_DATA TO EXAMINE:_
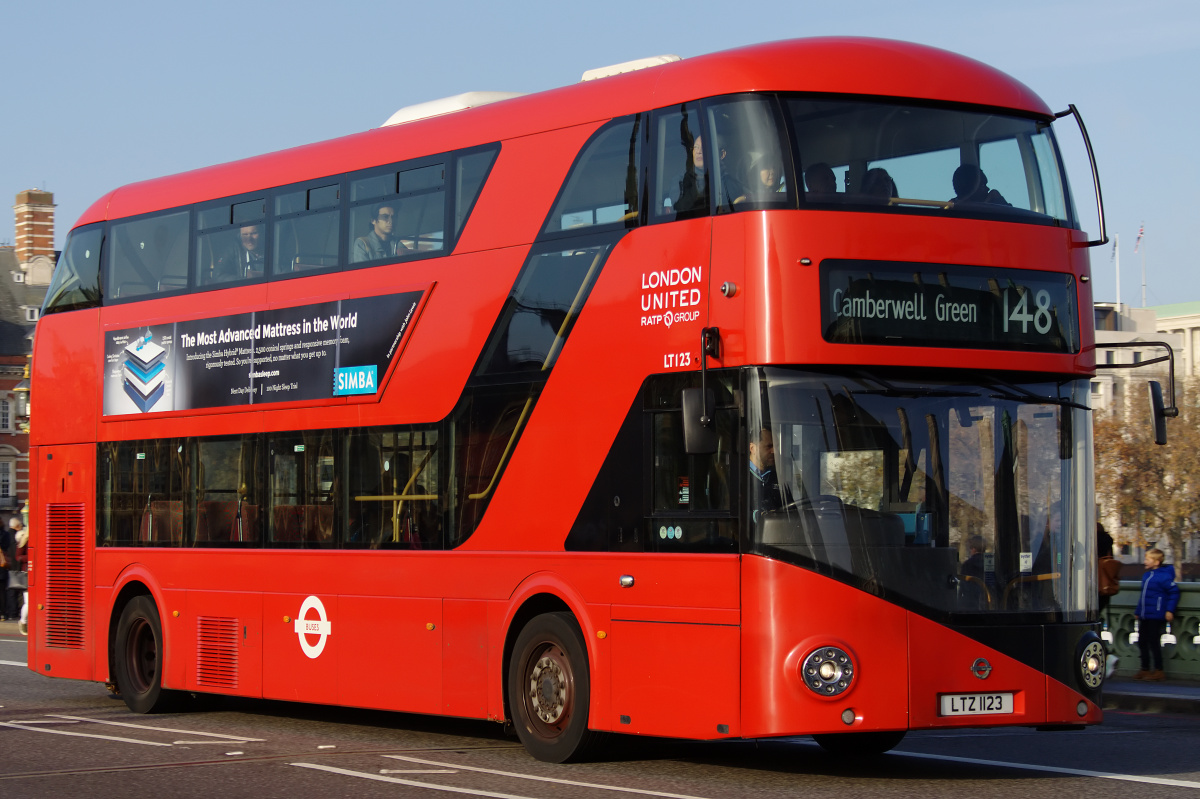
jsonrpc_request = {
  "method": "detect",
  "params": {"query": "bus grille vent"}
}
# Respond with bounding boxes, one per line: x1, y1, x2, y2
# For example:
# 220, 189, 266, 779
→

---

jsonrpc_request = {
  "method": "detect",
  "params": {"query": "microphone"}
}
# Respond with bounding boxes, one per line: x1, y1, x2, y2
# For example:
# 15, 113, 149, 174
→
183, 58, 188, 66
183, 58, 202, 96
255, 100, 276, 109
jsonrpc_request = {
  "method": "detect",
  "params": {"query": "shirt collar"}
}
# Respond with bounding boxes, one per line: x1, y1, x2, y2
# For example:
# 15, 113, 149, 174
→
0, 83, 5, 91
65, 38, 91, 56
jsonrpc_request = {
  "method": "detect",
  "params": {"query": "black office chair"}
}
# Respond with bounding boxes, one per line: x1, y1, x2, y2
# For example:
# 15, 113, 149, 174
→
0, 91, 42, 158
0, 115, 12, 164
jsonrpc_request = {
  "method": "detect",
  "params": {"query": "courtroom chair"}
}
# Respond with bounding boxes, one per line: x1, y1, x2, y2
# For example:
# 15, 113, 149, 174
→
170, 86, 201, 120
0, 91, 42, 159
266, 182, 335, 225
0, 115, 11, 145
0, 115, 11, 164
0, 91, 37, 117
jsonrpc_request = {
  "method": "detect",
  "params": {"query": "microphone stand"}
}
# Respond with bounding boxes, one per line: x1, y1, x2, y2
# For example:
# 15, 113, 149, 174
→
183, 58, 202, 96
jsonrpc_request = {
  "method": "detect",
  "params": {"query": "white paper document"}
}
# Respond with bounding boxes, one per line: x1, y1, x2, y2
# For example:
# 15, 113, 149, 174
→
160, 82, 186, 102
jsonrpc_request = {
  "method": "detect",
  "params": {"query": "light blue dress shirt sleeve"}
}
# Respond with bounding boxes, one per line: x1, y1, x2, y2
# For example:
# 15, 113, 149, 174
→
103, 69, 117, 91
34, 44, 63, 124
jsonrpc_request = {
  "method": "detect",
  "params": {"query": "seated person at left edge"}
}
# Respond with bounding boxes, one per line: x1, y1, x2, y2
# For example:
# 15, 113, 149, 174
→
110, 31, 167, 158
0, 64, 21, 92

==

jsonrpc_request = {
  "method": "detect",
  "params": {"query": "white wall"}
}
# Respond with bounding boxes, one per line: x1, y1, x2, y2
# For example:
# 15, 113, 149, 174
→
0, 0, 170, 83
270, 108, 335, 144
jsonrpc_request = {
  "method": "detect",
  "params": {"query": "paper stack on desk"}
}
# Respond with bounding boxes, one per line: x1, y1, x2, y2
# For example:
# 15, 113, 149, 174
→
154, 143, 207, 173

_YOUR GOAL:_ Find each line of the data above that holds the word "microphone", then copy it.

_ANSWER BOX:_
  "params": {"query": "microphone"}
  "params": {"query": "microphone stand"}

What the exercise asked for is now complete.